• Sección de texto:
EL HOLOCAUSTO
POLÍTICA
Y POLÉMICA EN TORNO AL HOLOCAUSTO
Las generaciones
que han vivido inmediatamente después de la II Guerra Mundial
han sabido, todavía de manera directa y erizada, de la magnitud
monstruosa del Holocausto. Las que hoy viven, en cambio, comienzan a
olvidarlo. A pesar de los intentos de refrescar una memoria amarga (en
el cine, en la literatura, la televisión o la prensa); a
pesar de reflexiones varias sobre el racismo y la xenofobia y de
actuaciones políticas y ciudadanas contra ellos; a pesar de
alguna que otra voz alarmada sobre la existencia en nuestros
días de campos de concentración, el Holocausto les parece
a muchos de nuestros contemporáneos muy lejano. Hay no obstante,
frecuentísimos cursos regulares sobre la persecución y el
exterminio judío (distintos a los cursos de Historia general)
en la mayoría de las universidades americanas y en algunas
europeas, más una intensa y esforzada cantidad de libros que
vuelven una y otra vez sobre el horror desencadenado bajo Hitler,
tratando - al explicarlo- de evitar su retorno.

• Lista de actividades:
**a.** Según el texto sobre el Holocausto, ¿en qué universidades hay cursos regulares frecuentísimos sobre la persecución y el exterminio judío?
**b.** Copia el fragmento del texto sobre el Holocausto que va de "en la mayoría" a "evitar su retorno.", ambos incluidos, y cambia "libros" por "ensayos".
Los datos no desempeñan ningún papel en esto.

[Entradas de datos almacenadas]
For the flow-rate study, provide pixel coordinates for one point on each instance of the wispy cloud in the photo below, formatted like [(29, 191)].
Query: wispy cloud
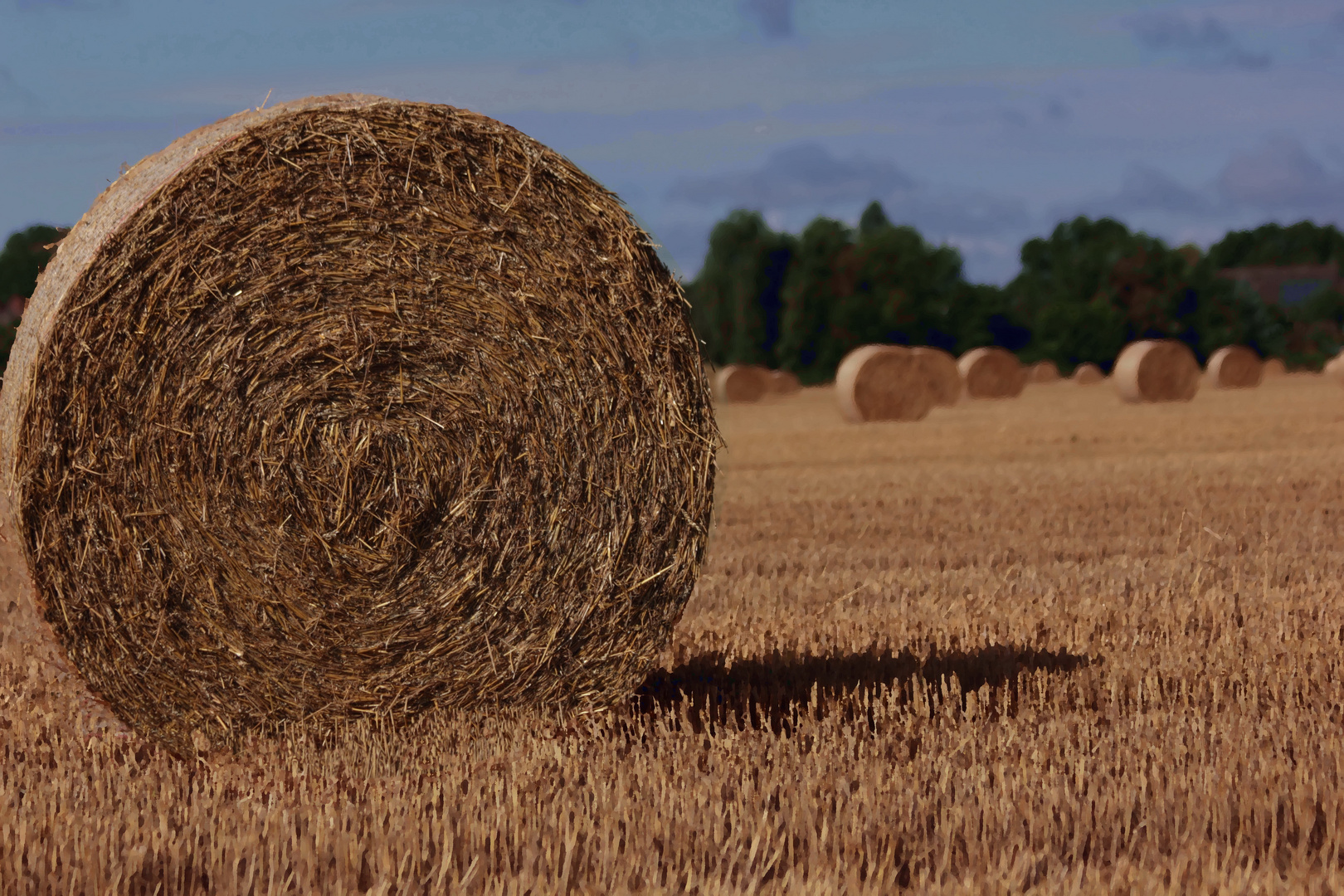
[(1205, 41), (774, 17), (799, 175)]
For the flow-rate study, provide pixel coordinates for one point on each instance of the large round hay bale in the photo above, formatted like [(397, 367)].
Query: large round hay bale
[(1234, 367), (1043, 373), (743, 383), (353, 407), (1157, 371), (1088, 373), (884, 383), (992, 373), (784, 383), (942, 375)]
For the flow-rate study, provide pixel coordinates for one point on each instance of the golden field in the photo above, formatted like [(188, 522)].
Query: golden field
[(1053, 644)]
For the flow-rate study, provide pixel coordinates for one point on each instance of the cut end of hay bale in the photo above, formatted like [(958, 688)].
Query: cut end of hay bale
[(1043, 373), (992, 373), (941, 373), (1234, 367), (743, 383), (784, 383), (350, 409), (1088, 373), (884, 383), (1157, 371)]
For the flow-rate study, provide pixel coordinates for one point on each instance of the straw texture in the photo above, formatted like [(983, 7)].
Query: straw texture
[(941, 371), (743, 383), (1157, 371), (355, 407), (992, 373), (882, 383), (1234, 367), (1088, 373)]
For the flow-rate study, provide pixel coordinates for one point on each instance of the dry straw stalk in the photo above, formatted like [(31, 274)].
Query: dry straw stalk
[(884, 383), (992, 373), (1234, 367), (1157, 371), (942, 375), (353, 407)]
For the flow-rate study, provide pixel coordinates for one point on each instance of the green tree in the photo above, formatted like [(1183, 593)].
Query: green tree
[(735, 299), (810, 297), (22, 260)]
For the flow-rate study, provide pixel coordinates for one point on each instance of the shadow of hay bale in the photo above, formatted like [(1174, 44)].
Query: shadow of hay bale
[(772, 691)]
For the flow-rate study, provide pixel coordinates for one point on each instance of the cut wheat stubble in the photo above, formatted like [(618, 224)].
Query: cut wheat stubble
[(353, 407)]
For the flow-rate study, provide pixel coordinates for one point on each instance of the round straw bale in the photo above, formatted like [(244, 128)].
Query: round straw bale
[(1088, 373), (942, 375), (1042, 373), (353, 407), (1234, 367), (784, 382), (1160, 370), (992, 373), (884, 383), (743, 383)]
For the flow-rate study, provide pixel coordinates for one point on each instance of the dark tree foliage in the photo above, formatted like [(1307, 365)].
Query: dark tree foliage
[(1082, 293), (1300, 243), (810, 299), (735, 301), (873, 219), (22, 260)]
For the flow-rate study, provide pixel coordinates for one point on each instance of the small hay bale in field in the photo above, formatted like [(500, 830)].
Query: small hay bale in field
[(1160, 370), (941, 371), (1234, 367), (353, 407), (1043, 373), (784, 383), (992, 373), (743, 383), (884, 383), (1088, 373)]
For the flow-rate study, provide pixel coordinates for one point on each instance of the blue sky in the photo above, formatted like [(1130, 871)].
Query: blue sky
[(981, 123)]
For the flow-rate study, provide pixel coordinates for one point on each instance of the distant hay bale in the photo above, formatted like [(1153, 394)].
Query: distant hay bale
[(743, 383), (351, 407), (942, 375), (784, 383), (1088, 373), (1234, 367), (1043, 373), (1157, 371), (992, 373), (884, 383)]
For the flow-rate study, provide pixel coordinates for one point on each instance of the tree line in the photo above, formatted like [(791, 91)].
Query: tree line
[(800, 303)]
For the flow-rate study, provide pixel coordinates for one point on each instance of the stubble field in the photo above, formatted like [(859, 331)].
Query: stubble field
[(1053, 644)]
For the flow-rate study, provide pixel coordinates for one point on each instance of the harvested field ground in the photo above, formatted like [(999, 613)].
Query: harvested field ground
[(1054, 644)]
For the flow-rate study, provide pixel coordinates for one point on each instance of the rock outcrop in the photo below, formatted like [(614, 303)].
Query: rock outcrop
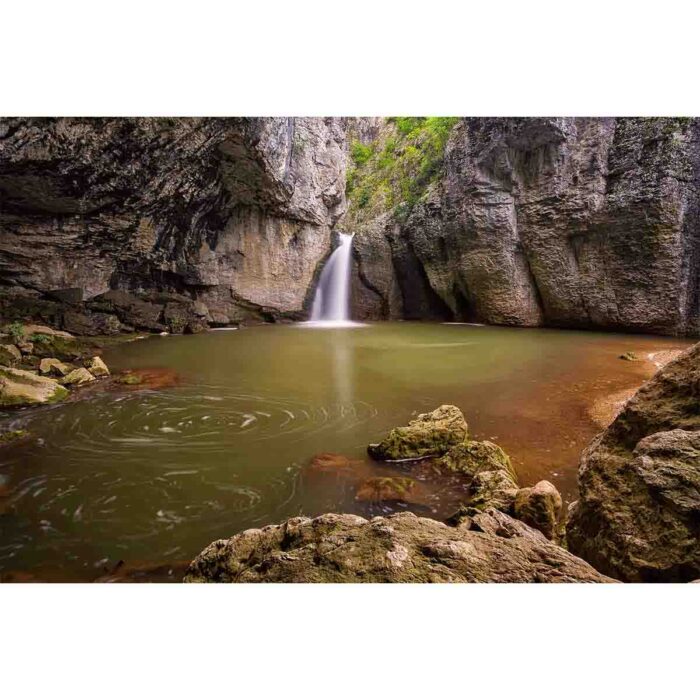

• Respuestas escritas:
**a.** En la mayoría de las universidades americanas y en algunas europeas.

**b.**
en la mayoría de las universidades americanas y en algunas
europeas, más una intensa y esforzada cantidad de ensayos que
vuelven una y otra vez sobre el horror desencadenado bajo Hitler,
tratando - al explicarlo- de evitar su retorno.